::: PROVIDED ENTRIES

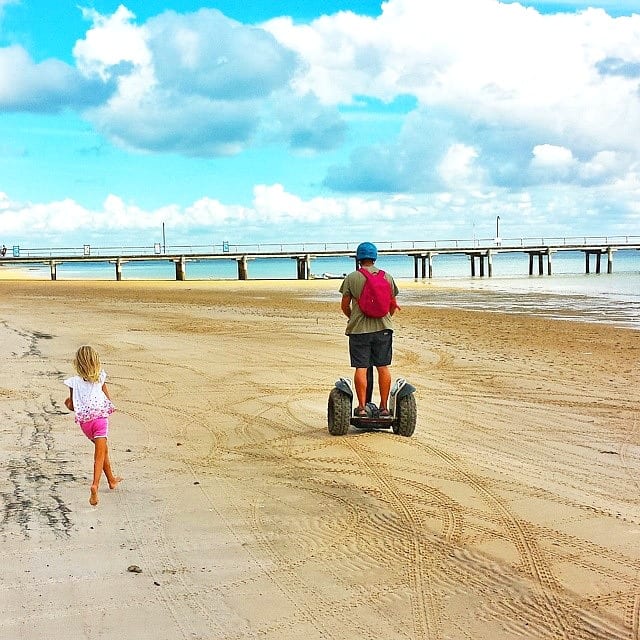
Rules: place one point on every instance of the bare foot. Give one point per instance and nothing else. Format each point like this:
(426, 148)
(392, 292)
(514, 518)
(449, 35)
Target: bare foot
(116, 481)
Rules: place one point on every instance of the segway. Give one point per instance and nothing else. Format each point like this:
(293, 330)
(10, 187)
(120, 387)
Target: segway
(402, 406)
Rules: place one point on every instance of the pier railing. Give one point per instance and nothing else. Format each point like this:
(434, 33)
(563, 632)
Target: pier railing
(86, 251)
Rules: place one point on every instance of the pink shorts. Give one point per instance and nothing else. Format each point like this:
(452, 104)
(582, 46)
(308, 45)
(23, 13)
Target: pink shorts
(96, 428)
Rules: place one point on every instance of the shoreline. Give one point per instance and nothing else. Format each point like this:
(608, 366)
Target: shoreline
(425, 294)
(513, 510)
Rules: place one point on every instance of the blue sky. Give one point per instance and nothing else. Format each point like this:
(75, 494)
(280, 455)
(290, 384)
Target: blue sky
(323, 121)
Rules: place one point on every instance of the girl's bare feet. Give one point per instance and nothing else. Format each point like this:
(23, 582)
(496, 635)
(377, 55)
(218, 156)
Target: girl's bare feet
(115, 482)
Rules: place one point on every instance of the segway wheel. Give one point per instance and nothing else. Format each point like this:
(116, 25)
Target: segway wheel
(406, 416)
(338, 412)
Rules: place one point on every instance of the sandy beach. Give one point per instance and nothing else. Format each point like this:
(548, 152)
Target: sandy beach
(513, 511)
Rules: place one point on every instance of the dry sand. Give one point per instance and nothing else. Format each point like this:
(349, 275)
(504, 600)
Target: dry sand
(513, 512)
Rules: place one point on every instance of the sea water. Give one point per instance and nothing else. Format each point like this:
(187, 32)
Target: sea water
(569, 293)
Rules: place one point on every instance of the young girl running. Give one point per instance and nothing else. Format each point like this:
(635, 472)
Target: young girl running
(89, 398)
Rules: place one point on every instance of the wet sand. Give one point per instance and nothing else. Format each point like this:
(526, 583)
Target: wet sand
(513, 511)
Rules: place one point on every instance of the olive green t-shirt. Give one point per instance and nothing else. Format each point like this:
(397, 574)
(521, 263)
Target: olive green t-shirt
(352, 286)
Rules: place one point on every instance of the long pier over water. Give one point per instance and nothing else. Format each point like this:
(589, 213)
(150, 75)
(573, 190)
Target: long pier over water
(480, 253)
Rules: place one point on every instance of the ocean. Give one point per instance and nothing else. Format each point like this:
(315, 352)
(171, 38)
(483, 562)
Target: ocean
(567, 294)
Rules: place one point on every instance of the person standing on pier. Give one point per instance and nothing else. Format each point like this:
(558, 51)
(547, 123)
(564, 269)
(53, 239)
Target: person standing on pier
(370, 337)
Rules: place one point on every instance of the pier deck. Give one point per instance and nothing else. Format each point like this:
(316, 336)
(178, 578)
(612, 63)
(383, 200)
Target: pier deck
(423, 253)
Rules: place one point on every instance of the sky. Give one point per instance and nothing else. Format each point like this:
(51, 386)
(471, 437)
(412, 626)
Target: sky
(333, 121)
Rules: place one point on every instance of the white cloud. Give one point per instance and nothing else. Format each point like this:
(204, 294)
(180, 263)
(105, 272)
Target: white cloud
(199, 84)
(501, 78)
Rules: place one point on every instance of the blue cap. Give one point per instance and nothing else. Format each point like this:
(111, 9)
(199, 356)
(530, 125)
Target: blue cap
(366, 251)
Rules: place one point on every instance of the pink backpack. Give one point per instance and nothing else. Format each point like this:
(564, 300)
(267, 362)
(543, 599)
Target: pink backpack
(375, 299)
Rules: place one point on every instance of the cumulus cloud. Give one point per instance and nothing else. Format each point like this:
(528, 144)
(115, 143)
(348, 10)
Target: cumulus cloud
(200, 84)
(525, 81)
(45, 87)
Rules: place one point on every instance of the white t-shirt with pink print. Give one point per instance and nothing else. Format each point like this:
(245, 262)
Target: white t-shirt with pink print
(89, 400)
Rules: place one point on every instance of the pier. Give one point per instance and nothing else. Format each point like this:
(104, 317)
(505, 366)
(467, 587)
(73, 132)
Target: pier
(480, 254)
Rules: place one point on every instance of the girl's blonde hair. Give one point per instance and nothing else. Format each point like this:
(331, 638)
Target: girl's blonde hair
(87, 363)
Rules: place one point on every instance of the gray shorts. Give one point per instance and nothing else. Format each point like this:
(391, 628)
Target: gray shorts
(371, 349)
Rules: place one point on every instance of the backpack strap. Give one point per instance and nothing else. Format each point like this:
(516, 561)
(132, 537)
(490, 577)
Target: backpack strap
(368, 275)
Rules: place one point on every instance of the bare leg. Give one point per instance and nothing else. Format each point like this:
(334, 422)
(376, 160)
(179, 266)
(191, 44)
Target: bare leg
(384, 382)
(99, 453)
(360, 380)
(106, 468)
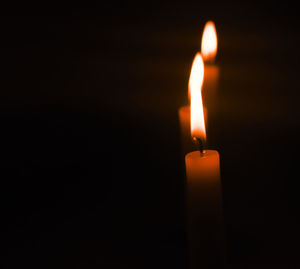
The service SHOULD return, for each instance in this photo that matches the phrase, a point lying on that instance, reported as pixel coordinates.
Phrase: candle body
(204, 210)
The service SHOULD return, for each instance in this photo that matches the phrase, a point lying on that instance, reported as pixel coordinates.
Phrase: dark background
(91, 165)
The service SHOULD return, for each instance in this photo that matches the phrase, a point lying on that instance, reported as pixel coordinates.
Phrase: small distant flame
(209, 42)
(195, 85)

::::::

### YOUR ASSIGNMENT
Pictures aside, reproduce all of the data exactly.

### ANSWER TO THE PROBLEM
Rules: place one point on every instance of the bare foot. Give one point per instance and nothing else. Format each point like this:
(426, 148)
(392, 292)
(514, 518)
(449, 35)
Target: bare foot
(116, 481)
Rules: place one point on every instance of the segway. Give one point per instance and nothing else. Format each point like this:
(293, 330)
(10, 187)
(120, 387)
Target: segway
(402, 406)
Rules: place one point on every instance of the pier railing. Give one point per instance and nothing else. Format each point like this:
(434, 33)
(563, 632)
Target: pier railing
(86, 251)
Rules: place one point on every instance of the pink shorts. Give one point per instance and nothing else. Format each point like this:
(452, 104)
(582, 46)
(308, 45)
(23, 13)
Target: pink shorts
(96, 428)
Rules: place one point on every instance of the shoreline. Give one point per instance and nothing else. Format each point like this:
(608, 366)
Target: shoreline
(425, 294)
(513, 510)
Rules: place one point on every instance of the blue sky. Give one point per instance and nothing else. Format each point like this:
(75, 494)
(280, 455)
(290, 384)
Target: blue sky
(323, 121)
Rules: place one point on every instance of the girl's bare feet. Give one point per instance and nothing else. Format each point like this:
(23, 582)
(496, 635)
(377, 55)
(218, 156)
Target: girl's bare feet
(115, 482)
Rules: place one point on every instance of the segway wheel. Give one point per instance and nothing else. Format each point like this:
(116, 25)
Target: segway wheel
(406, 416)
(338, 412)
Rules: place one point on every instance of the sandy beach. Give one point per instance and nothing else. Format each point like this:
(548, 152)
Target: sandy beach
(513, 511)
Rules: place one point on every instance of the dry sand. Give one point per instance and nothing else. Format each point like this:
(349, 275)
(504, 600)
Target: dry sand
(513, 512)
Rules: place one point on every instance of the sea water. Give one point per instance and nothing else. Format each point like this:
(187, 32)
Target: sea water
(569, 293)
Rules: place one point on every instance of the young girl running. Give one point per instance and nothing else. Format each point like this:
(635, 472)
Target: young girl running
(89, 398)
Rules: place one point on every instance of the wet sand. Give one point per instance and nothing else. Format each point like this:
(526, 583)
Target: wet sand
(513, 511)
Rules: place one point on every instance of the olive green t-shirt. Give one point per instance and nothing else. Format each point like this:
(397, 574)
(521, 263)
Target: olive green t-shirt
(352, 286)
Rules: place one point on every instance of the long pier over water. Give one point per instance and nothing else. Format each point like this:
(589, 213)
(150, 75)
(573, 190)
Target: long pier over water
(480, 253)
Rules: place one point on every instance of the ocean. Give one point per instance and nothing else. Format each point like this:
(315, 352)
(171, 38)
(483, 562)
Target: ocean
(567, 294)
Rules: place one point on every instance of the person standing on pier. Give one point per instance and nothing else. Format each point like this:
(558, 51)
(547, 123)
(564, 269)
(53, 239)
Target: person standing on pier
(370, 337)
Rules: place one point on every instance of the pier deck. Give one point per instance and nothing else. Format each point like this:
(316, 336)
(178, 578)
(612, 63)
(383, 200)
Target: pier deck
(423, 253)
Rules: place one point on every instance of the sky. Give one point per instance and nothing else. Format each point like this:
(51, 386)
(471, 437)
(412, 626)
Target: sky
(333, 121)
Rules: place one point on every instance of the white cloud. Give one point per instance and nothing else. Format each point like this:
(204, 294)
(180, 263)
(105, 272)
Target: white cloud
(199, 84)
(501, 78)
Rules: place one point on every instance of the blue cap. Give one point per instance and nothing else. Format each point like this:
(111, 9)
(199, 356)
(530, 125)
Target: blue cap
(366, 251)
Rules: place one point on every instance of the pink backpack. Give one point per instance and nothing else. Format each point like this:
(564, 300)
(267, 362)
(543, 599)
Target: pink backpack
(375, 299)
Rules: place one point on every instance of the cumulus cloud. Give one point per instance and nothing else. Format each point like this:
(528, 144)
(115, 143)
(348, 10)
Target: cumulus cloud
(200, 84)
(525, 81)
(45, 87)
Rules: place one point on every instance of the white t-shirt with pink print. Give one point per instance and nothing else. Format each point like this:
(245, 262)
Target: white t-shirt with pink print
(89, 400)
Rules: place one point on every instance of the pier. Give one point per instance and nothing else. Format each point like this:
(104, 317)
(505, 366)
(467, 587)
(73, 132)
Target: pier
(480, 254)
Rules: place one point on every instance of the girl's blonde hair. Give one point per instance and nothing else. Format each point like this:
(331, 638)
Target: girl's blonde hair
(87, 363)
Rules: place one point on every instance of the gray shorts. Give one point per instance and nothing else. Format each point like this:
(391, 628)
Target: gray shorts
(371, 349)
Rules: place one point on every instance of the backpack strap. Give one point per instance and nothing else. Format each point like this:
(516, 561)
(132, 537)
(490, 577)
Target: backpack strap
(368, 275)
Rules: place one point on every instance of the bare leg. Give one point per instance and nothing else. Format each point like this:
(334, 422)
(376, 160)
(179, 266)
(191, 44)
Target: bare leg
(384, 382)
(99, 453)
(360, 380)
(106, 468)
The service SHOULD return, for each instance in this photo that matches the phrase, a point lying on that instance, reported as pixel coordinates.
Phrase: candle body
(204, 210)
The service SHOULD return, for each instance in this photo that matches the phrase, a point lying on that instance, reported as pixel coordinates.
Phrase: dark background
(91, 165)
The service SHOULD return, for each instance in this photo that matches the phrase, a point lying on that instance, reported as pixel coordinates.
Phrase: small distant flame
(209, 42)
(195, 85)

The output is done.